● **Task directions**: Reproduce only the lines that run from the line containing "If you could tag each instance of the white house" to the end of the entries below, exactly as they stand.

==== Recorded information

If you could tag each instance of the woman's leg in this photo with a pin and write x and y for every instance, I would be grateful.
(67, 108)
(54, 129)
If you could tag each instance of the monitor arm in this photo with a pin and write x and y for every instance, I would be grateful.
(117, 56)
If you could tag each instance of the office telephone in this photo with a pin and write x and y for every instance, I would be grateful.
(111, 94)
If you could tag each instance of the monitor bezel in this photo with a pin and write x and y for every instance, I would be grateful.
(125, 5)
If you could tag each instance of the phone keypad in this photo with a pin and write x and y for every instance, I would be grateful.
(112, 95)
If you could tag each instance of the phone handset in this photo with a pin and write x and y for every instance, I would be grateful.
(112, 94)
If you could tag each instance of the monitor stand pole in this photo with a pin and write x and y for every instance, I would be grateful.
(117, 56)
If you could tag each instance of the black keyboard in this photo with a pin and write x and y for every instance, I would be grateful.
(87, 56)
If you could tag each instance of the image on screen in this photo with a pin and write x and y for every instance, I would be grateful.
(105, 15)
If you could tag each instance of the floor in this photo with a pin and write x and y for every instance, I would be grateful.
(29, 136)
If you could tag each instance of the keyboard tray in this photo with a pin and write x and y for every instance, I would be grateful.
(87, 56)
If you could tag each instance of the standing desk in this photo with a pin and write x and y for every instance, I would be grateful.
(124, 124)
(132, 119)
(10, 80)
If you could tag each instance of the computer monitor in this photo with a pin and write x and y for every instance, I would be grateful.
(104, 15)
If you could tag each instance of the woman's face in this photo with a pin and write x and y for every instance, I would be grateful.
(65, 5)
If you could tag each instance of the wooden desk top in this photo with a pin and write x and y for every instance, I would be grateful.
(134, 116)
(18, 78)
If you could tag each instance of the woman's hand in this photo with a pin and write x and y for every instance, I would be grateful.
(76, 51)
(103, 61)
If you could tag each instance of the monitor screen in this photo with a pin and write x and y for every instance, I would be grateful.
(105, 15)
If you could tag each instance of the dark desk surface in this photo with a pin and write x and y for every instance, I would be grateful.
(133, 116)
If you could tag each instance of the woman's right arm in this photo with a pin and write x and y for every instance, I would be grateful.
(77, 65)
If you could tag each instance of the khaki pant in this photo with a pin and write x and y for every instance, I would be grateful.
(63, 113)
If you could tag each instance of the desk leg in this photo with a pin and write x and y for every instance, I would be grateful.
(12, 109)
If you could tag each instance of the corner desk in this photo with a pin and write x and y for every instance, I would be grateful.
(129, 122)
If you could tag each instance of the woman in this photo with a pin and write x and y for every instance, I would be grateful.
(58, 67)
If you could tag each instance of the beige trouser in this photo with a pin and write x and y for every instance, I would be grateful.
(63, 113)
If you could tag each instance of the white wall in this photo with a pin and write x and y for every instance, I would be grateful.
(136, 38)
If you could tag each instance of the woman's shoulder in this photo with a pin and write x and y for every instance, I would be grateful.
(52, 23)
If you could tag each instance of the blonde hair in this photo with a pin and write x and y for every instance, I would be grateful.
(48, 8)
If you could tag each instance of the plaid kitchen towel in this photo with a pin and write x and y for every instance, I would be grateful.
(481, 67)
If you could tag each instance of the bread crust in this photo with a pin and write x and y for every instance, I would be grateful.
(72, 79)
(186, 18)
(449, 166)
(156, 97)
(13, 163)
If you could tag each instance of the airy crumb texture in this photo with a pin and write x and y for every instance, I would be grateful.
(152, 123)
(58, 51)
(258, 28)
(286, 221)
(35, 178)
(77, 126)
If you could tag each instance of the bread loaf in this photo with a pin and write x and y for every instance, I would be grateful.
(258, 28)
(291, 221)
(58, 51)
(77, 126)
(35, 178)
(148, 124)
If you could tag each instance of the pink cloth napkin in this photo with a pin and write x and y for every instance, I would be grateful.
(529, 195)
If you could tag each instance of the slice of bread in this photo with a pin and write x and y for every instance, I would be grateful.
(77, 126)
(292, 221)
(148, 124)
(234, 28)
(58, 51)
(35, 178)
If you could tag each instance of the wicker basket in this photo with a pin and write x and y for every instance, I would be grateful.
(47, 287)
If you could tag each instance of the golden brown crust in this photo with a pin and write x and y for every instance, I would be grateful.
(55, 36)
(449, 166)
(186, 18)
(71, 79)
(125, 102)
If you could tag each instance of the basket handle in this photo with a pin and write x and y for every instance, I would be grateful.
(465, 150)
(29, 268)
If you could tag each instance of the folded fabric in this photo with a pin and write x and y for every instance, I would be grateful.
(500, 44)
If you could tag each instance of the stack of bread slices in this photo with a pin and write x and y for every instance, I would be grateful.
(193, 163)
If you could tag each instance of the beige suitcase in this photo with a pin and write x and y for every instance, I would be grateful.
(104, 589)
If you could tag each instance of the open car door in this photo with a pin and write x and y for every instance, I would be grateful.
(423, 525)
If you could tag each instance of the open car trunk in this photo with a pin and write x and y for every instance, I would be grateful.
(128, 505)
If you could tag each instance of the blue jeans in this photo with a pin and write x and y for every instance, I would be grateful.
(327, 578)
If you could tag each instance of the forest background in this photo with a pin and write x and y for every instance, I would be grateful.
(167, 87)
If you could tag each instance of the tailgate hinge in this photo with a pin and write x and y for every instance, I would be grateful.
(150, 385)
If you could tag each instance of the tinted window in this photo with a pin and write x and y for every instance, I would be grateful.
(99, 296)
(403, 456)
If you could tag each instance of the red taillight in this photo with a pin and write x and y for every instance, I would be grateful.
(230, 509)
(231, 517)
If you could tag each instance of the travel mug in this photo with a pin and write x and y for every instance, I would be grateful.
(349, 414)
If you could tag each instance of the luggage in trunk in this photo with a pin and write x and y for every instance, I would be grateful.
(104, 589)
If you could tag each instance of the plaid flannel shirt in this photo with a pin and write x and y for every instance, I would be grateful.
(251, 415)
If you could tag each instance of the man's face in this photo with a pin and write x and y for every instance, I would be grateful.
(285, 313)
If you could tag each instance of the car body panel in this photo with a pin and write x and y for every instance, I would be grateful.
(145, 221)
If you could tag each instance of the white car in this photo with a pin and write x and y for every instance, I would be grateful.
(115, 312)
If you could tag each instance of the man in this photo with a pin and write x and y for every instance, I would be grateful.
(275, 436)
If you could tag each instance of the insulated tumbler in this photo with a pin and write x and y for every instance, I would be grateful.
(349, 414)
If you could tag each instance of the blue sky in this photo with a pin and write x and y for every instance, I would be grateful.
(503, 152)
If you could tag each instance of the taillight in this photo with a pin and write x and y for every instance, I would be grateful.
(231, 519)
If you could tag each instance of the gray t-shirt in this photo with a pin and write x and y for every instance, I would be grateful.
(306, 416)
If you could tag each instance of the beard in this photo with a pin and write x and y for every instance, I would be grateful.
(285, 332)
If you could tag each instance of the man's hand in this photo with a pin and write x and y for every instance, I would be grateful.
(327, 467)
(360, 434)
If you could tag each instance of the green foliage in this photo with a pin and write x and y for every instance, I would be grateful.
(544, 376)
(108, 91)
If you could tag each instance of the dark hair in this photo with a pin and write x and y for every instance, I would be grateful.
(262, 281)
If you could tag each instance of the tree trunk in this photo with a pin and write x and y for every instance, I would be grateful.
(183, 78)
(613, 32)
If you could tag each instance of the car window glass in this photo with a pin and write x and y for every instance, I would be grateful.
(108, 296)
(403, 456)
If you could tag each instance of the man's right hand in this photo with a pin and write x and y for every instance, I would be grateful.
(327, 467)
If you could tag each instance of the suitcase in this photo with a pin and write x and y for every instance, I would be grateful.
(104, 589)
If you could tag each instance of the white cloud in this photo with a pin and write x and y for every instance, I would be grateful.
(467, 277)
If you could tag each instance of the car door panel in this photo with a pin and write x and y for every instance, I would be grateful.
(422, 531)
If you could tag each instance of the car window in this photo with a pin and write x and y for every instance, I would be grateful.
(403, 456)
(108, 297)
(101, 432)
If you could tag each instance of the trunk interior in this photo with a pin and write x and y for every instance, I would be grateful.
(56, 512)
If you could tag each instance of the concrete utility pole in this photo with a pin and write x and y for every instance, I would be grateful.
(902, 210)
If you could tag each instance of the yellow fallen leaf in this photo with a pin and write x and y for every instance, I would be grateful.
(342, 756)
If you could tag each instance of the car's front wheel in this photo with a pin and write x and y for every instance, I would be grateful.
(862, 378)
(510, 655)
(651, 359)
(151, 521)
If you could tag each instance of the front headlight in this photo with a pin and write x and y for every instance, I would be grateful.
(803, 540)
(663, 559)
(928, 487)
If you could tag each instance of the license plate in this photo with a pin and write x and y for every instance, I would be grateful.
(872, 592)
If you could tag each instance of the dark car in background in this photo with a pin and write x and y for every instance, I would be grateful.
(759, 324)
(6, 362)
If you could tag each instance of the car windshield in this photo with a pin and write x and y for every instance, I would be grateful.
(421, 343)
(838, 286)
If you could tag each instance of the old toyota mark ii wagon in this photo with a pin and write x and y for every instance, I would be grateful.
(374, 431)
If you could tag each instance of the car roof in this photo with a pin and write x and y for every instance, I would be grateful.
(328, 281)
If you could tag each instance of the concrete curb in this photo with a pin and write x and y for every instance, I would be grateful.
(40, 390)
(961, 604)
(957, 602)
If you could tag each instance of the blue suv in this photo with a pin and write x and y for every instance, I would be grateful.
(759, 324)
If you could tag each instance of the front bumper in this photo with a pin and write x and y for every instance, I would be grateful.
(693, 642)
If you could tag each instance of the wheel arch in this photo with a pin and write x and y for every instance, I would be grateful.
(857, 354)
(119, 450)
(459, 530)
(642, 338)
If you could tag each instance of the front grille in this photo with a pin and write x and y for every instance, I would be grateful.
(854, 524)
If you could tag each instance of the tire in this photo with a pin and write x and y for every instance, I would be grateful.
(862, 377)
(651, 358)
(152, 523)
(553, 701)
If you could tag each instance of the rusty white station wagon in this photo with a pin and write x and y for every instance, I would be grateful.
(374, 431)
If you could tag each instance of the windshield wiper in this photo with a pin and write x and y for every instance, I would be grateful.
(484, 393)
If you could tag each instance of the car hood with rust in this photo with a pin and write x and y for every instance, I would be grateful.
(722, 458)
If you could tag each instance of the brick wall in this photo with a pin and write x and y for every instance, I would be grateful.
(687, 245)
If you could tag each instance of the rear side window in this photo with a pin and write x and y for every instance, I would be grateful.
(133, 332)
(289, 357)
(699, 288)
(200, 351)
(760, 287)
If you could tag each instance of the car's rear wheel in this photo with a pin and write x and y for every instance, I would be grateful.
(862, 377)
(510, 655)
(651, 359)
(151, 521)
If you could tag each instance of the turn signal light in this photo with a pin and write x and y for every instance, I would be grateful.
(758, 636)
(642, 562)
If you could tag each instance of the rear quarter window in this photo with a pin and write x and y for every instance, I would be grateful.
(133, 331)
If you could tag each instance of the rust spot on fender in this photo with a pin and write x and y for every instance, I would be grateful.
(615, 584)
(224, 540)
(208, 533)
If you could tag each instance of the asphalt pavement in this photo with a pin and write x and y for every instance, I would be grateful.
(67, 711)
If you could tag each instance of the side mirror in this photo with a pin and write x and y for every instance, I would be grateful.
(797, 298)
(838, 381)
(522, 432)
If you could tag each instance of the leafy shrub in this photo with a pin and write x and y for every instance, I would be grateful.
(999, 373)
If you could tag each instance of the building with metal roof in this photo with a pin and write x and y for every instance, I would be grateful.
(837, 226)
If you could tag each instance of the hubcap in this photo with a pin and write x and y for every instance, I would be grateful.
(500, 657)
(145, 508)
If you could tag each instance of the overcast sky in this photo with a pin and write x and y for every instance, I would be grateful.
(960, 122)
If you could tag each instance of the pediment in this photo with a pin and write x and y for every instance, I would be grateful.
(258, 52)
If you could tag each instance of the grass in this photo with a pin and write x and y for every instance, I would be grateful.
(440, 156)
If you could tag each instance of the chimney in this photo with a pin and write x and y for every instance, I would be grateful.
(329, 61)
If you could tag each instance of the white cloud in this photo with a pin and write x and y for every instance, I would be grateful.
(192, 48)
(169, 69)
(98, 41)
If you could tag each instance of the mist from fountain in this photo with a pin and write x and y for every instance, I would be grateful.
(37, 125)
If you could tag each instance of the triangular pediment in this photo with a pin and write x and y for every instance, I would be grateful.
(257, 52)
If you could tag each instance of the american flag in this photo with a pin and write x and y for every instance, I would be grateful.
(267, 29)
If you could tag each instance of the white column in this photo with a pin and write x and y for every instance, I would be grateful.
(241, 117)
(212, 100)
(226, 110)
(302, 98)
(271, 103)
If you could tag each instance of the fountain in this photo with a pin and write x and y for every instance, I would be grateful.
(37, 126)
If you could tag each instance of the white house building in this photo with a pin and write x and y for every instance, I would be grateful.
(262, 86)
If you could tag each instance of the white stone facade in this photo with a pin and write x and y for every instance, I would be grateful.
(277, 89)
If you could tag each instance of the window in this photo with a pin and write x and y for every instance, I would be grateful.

========

● **Exercise result**:
If you could tag each instance of the white house building in this photo with a pin and write x and y for every instance, I would be grateful.
(262, 86)
If you could tag each instance of the white stone facade in this photo with a pin and write x and y for every instance, I would be grateful.
(277, 89)
If you could tag each instance of the window in this photo with a pin and write x and y for every instance, I would be grateful.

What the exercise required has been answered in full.